** START OF Given records **
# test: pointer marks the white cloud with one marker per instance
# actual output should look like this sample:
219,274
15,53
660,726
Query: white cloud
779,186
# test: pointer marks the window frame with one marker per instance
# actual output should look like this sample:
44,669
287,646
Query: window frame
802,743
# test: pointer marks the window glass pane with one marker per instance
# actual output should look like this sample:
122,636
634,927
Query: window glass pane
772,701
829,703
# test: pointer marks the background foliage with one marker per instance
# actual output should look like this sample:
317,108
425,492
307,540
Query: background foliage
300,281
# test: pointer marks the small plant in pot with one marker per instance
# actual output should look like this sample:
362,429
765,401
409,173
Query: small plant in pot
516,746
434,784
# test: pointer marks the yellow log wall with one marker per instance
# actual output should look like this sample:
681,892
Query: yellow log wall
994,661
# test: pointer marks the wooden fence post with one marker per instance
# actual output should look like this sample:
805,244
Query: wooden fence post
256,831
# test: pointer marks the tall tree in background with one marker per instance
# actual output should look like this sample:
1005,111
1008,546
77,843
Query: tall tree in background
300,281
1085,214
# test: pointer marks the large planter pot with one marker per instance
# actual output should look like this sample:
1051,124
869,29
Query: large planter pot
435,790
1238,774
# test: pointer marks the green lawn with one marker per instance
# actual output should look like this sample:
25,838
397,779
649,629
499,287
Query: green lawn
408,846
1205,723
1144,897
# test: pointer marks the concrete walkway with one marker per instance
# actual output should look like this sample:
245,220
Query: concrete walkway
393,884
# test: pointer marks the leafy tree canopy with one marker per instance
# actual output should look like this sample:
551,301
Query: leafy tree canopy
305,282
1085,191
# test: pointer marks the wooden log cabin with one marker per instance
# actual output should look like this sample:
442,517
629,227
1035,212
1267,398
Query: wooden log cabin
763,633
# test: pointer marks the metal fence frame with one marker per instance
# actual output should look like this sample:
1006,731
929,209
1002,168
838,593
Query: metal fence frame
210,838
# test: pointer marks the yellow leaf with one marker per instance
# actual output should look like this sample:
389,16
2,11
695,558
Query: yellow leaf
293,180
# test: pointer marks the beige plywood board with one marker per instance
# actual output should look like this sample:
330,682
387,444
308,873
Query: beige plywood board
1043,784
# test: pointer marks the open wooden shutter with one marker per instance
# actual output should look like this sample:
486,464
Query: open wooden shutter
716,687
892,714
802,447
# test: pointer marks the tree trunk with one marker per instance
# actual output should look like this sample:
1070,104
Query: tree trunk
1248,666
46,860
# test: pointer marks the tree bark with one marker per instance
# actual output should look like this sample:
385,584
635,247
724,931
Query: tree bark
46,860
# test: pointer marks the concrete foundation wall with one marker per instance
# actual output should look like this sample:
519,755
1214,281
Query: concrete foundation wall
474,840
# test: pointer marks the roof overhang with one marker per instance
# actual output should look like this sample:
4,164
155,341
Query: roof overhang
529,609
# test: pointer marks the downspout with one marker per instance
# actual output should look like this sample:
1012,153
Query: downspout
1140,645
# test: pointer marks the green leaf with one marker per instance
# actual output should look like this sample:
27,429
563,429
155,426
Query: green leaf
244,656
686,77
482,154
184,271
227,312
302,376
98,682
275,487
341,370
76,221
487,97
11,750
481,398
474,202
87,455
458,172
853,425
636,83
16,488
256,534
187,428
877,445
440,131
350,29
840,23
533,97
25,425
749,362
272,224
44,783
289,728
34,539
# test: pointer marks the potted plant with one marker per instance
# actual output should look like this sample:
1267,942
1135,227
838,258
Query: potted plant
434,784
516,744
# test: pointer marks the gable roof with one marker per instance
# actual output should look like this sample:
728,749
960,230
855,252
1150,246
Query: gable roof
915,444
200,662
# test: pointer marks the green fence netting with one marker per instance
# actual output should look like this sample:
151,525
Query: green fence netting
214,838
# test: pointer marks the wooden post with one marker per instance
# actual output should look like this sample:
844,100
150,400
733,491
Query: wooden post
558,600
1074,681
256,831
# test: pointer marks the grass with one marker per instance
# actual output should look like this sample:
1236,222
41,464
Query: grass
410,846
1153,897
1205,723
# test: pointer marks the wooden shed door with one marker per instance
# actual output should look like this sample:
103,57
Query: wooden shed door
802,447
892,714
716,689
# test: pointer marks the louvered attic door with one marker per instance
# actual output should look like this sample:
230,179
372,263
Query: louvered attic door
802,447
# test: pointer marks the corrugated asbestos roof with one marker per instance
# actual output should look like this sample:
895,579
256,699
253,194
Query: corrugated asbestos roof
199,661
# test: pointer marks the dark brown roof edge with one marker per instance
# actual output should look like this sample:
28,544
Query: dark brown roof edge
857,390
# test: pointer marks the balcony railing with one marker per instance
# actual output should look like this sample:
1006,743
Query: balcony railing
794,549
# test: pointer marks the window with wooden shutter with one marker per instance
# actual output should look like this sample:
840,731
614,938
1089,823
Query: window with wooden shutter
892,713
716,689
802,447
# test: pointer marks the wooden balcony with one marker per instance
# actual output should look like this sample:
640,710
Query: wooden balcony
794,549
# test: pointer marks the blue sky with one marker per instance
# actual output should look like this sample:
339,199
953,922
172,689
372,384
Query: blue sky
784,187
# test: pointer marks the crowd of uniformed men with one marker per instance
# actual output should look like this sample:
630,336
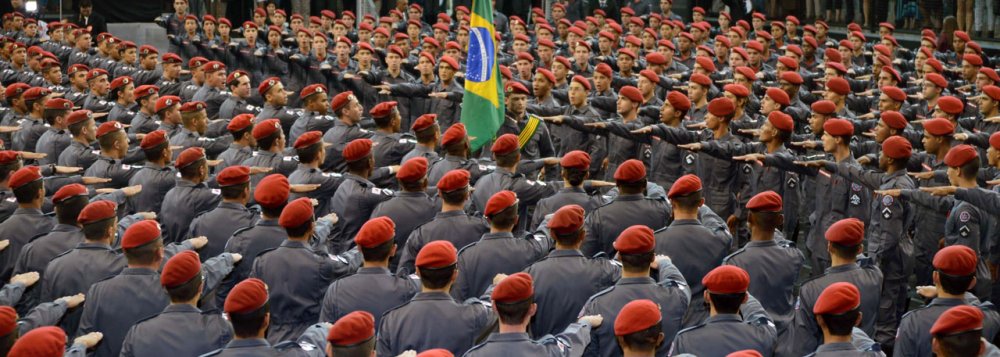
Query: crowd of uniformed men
659,186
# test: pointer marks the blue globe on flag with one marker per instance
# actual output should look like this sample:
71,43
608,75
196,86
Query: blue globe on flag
479,65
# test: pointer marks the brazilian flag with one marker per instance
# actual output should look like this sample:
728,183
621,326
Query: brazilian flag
482,105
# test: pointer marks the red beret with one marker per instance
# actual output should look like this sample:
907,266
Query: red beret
792,77
847,232
412,170
453,180
193,106
950,105
897,147
721,107
939,127
357,149
140,233
437,254
382,110
505,144
146,90
340,100
631,170
308,138
240,122
266,128
499,202
516,87
424,121
48,341
583,81
312,89
604,69
296,213
272,191
779,96
180,269
352,329
108,128
838,127
685,185
8,320
567,219
189,156
636,239
575,159
24,176
955,320
153,139
701,79
837,299
267,84
937,79
992,91
781,121
679,101
375,232
726,279
514,288
68,191
637,315
838,85
960,155
97,211
631,93
767,201
34,93
247,296
451,62
957,260
166,101
233,175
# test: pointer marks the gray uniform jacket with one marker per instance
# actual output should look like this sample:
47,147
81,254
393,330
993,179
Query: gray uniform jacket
295,300
456,227
496,253
722,334
670,292
563,281
432,320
** END OF Given records **
◆ Do this:
Write the lines out verbatim, from the one with "# test: pointer marks the red" through the last line of the entries, and stop there.

◆ Result for this task:
# test: pointer marks the red beret with one marker per instance
# actual output should look like this sample:
907,266
Query: red beret
792,77
847,232
412,170
453,180
193,106
950,105
897,147
721,107
939,127
357,149
140,233
437,254
382,110
505,144
146,90
340,100
631,170
308,138
240,122
266,128
499,202
516,87
424,121
48,341
583,81
312,89
604,69
296,213
272,191
779,96
180,269
352,329
108,128
838,127
685,185
8,320
567,219
189,156
636,239
575,159
24,176
955,320
153,139
701,79
837,299
267,84
937,79
992,91
781,121
679,101
375,232
726,279
514,288
68,191
637,315
838,85
960,155
97,211
631,93
767,201
34,93
247,296
451,62
957,260
166,101
233,175
# test: pointer marks the gray uniform jacket with one marker per instance
# actual output should look like this sample:
47,147
81,254
393,330
993,179
Query: gray uniform jacket
295,300
456,227
496,253
722,334
670,292
563,281
432,320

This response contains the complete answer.